*Task set*.
(a) In the thread on visual memory for BLD, what does shelley say the method is called now?
(b) Return the thread on visual memory for BLD from "Also, get with" to "Ellis (Apr 2, 2009)".
(c) Carry the thread on visual memory for BLD on from its final line.

# How to do BLD with Visual Memory



## byu (Apr 1, 2009)

So, Gparker has been telling me for a long time that I should make a video on visual memory for BLD solving. So I made the video, finally. Here it is:






Tell me what you guys think.


----------



## shelley (Apr 2, 2009)

Useful as a walkthrough of how you would memorize a cube. But does anyone really need a tutorial on how to memorize a cube visually? It's the most basic memorization technique that doesn't require any special methods.

Also, get with the times, it's called Classic Pochmann now. Anyone calling it Old Pochmann earns a punch in the face from Stefan.


----------



## Ellis (Apr 2, 2009)

shelley said:


> Anyone calling it Old Pochmann earns a punch in the face from Stefan.



http://www.speedsolving.com/forum/showpost.php?p=136275&postcount=11

Go ahead Stefan, we're waiting


----------



## Gparker (Apr 2, 2009)

*Collected material*.
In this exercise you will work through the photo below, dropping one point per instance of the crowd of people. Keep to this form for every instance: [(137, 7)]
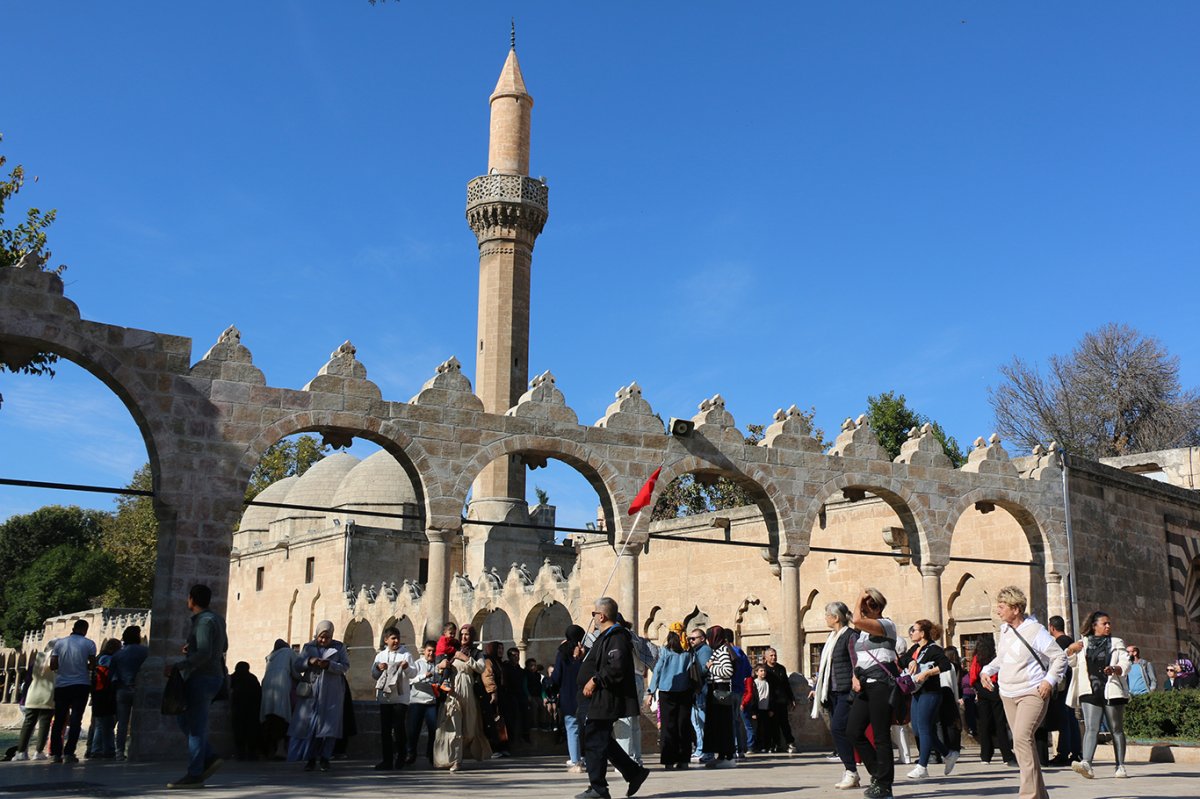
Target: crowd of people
[(713, 704)]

*Responses to the exercise*.
(a) Classic Pochmann

(b)
Also, get with the times, it's called Classic Pochmann now. Anyone calling it Old Pochmann earns a punch in the face from Stefan.


----------



## Ellis (Apr 2, 2009)

(c)
shelley said:


> Useful as a walkthrough of how you would memorize a cube. But does anyone really need a tutorial on how to memorize a cube visually? It's the most basic memorization technique that doesn't require any special methods.



I know it helped me because the name "visual" is hard to explain. This is just a walkthrough and i know it helped me alot because i didn't understand it but now i do.


----------



## Chuberchuckee (Apr 2, 2009)

Yeah, I originally though "visual" means memorizing all the stickers on one side, rotating the cube, then repeating for all the sides until you know all the colors on the cube.

My preconceptions are badly inaccurate.


So how exactly do you "practice" visual memo? Do you just use it in solves? Or do you have to practice it separately somehow, like Fridrich F2L? For F2L, it's best to practice it by itself because solving the cube over and over again won't improve F2L times effectively; is the same true for visual memo?


----------



## Rubixcubematt (Apr 2, 2009)

Chuberchuckee said:


> Yeah, I originally though "visual" means memorizing all the stickers on one side, rotating the cube, then repeating for all the sides until you know all the colors on the cube.
> 
> My preconceptions are badly inaccurate.
> 
> ...



take memo with visual slowly so that u can memo everything once. continue doing this and then gradually increase the speed u memo. then u will be able 2 memo sub-45


----------



## amostay2004 (Apr 2, 2009)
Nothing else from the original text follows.